Reproduce the material word for word, from the line containing "Please outline every instance of the white table" through the end, including both the first and last lines.
## Start
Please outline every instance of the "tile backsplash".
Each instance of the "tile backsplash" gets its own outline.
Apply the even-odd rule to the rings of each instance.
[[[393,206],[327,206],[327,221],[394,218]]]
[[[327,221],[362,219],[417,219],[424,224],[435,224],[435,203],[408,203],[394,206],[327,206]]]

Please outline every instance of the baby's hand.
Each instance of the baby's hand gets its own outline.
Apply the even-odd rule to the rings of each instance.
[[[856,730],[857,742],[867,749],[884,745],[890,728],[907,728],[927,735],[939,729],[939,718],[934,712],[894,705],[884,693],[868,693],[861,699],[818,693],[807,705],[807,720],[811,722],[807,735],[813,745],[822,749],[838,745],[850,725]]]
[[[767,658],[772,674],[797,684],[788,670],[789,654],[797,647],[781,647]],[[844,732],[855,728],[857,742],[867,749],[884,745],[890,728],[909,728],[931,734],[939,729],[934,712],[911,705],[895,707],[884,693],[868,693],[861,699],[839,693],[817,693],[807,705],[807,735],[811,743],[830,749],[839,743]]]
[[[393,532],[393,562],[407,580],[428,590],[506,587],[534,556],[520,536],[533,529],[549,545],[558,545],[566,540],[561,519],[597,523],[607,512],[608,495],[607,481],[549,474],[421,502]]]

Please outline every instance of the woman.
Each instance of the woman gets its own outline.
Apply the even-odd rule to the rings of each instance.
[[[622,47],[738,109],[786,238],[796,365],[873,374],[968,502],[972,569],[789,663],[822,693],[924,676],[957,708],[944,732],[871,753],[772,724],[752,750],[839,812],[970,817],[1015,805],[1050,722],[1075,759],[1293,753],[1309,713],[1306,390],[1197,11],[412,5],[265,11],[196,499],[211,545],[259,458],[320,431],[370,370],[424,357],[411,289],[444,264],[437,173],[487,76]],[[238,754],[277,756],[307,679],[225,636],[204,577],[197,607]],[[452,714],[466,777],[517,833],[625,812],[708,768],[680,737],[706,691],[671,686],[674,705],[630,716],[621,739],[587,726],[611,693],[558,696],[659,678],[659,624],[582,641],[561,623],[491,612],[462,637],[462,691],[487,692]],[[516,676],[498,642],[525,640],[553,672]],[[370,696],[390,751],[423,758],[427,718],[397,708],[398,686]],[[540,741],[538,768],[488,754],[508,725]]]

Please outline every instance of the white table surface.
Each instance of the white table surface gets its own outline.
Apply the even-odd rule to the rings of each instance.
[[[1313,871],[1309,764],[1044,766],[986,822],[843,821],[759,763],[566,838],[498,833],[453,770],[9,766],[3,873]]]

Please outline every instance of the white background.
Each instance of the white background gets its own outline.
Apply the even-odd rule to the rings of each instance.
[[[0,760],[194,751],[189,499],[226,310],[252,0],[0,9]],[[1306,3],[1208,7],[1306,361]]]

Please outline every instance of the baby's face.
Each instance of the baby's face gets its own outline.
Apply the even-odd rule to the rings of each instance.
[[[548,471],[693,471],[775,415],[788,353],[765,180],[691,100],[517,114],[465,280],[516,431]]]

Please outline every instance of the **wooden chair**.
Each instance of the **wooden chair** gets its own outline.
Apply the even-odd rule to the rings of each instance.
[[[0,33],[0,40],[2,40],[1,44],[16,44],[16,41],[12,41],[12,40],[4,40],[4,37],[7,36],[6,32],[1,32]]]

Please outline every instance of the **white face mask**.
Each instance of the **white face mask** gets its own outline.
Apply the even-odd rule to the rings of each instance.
## End
◆ Result of this task
Please outline every instance of the white table surface.
Each instance of the white table surface gets its own outline.
Apply the even-odd rule to the rings of each instance.
[[[1313,871],[1309,764],[1044,766],[986,822],[843,821],[759,763],[566,838],[498,833],[453,770],[9,766],[3,873]]]

Please outline every instance of the white background.
Each instance of the white background gets its own outline.
Apply the even-odd rule to the rings of each instance.
[[[0,760],[194,751],[189,499],[226,310],[252,0],[0,9]],[[1306,3],[1208,7],[1306,361]]]

Please outline every instance of the baby's face.
Each instance of the baby's face gets its own outline.
Apply the even-odd rule to the rings of each instance.
[[[548,471],[693,471],[775,415],[788,353],[765,180],[691,100],[517,114],[465,280],[516,431]]]

Please outline every instance of the **wooden chair**.
Each instance of the **wooden chair** gets its own outline.
Apply the even-odd rule to the rings of each instance.
[[[0,33],[0,40],[2,40],[1,44],[16,44],[16,41],[12,41],[12,40],[4,40],[4,37],[7,36],[6,32],[1,32]]]

Please outline every instance of the **white face mask**.
Each instance of the **white face mask** gets its own outline.
Apply the even-odd rule to the rings of each instance.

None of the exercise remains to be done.